====== Recorded information ======

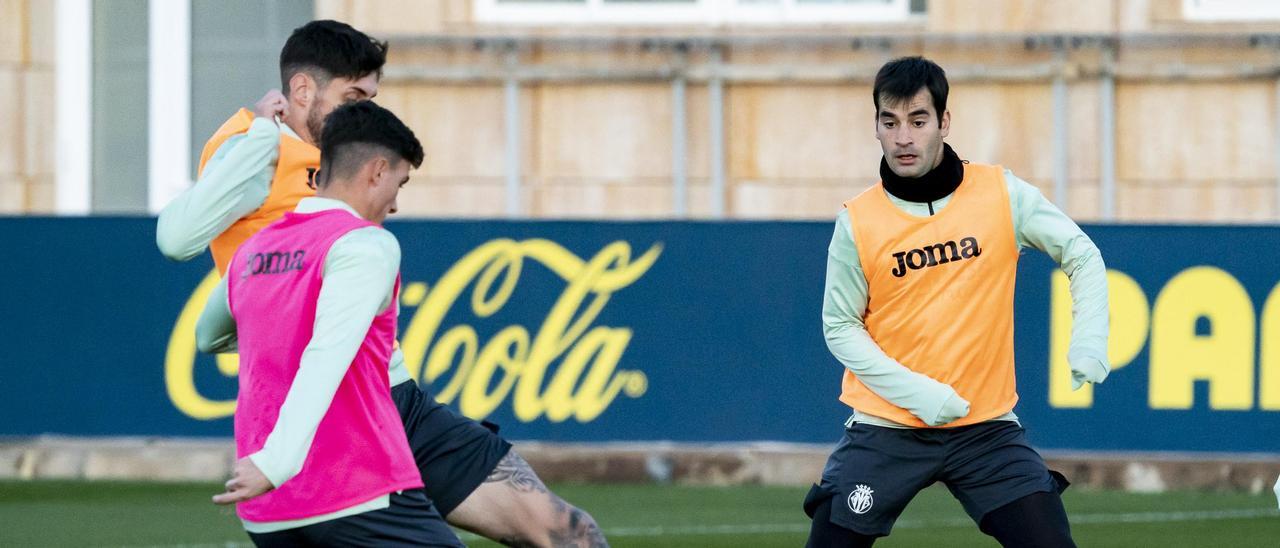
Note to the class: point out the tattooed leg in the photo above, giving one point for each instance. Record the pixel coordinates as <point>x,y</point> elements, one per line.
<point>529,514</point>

======
====== Recorded information ======

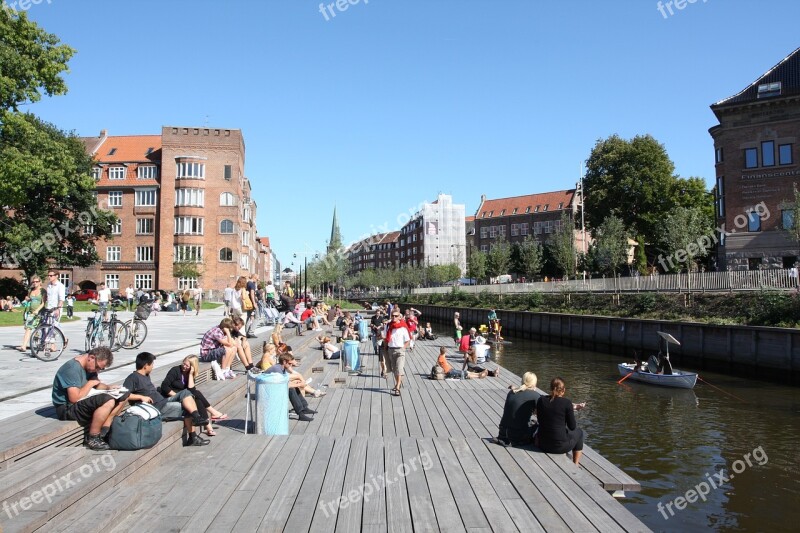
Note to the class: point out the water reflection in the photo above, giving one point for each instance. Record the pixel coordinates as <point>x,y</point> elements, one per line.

======
====== Recorded information ======

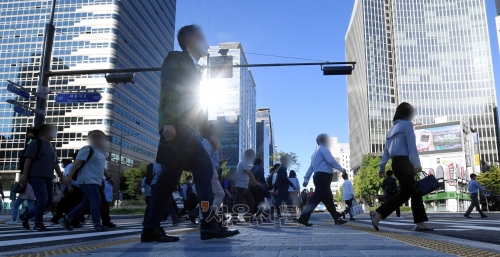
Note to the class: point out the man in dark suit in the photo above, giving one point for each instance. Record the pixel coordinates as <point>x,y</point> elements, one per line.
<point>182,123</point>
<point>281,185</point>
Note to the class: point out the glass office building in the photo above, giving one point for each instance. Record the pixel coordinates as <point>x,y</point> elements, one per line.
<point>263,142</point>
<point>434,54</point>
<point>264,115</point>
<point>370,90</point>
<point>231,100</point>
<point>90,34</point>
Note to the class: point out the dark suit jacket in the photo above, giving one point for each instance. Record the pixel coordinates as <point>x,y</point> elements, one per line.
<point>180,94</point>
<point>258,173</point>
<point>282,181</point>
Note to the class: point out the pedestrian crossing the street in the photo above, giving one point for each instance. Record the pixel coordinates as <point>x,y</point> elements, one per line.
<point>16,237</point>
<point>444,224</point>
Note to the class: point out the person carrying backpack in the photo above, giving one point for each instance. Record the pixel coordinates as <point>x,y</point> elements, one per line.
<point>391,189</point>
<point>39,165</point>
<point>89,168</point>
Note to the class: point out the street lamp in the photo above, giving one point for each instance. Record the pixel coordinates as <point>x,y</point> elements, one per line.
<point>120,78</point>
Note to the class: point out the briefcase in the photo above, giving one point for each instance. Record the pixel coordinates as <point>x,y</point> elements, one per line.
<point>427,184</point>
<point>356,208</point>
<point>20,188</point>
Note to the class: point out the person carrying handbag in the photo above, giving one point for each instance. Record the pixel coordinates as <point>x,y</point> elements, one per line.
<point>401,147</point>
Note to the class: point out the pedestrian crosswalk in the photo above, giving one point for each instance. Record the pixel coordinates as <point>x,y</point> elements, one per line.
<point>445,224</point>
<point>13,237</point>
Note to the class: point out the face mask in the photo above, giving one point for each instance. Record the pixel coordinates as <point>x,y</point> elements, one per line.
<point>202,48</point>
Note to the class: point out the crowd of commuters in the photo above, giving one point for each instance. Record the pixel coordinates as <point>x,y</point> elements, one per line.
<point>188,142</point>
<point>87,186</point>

======

_What is asked_. Copy out word for word the lines from the one containing "Note to the class: point out the tattooed" up to and including the one containing "<point>529,514</point>".

_Task output_.
Note to the class: point out the tattooed leg in the photo above, giving one point for each instance. Record the pixel coordinates as <point>x,y</point> elements, one per line.
<point>529,514</point>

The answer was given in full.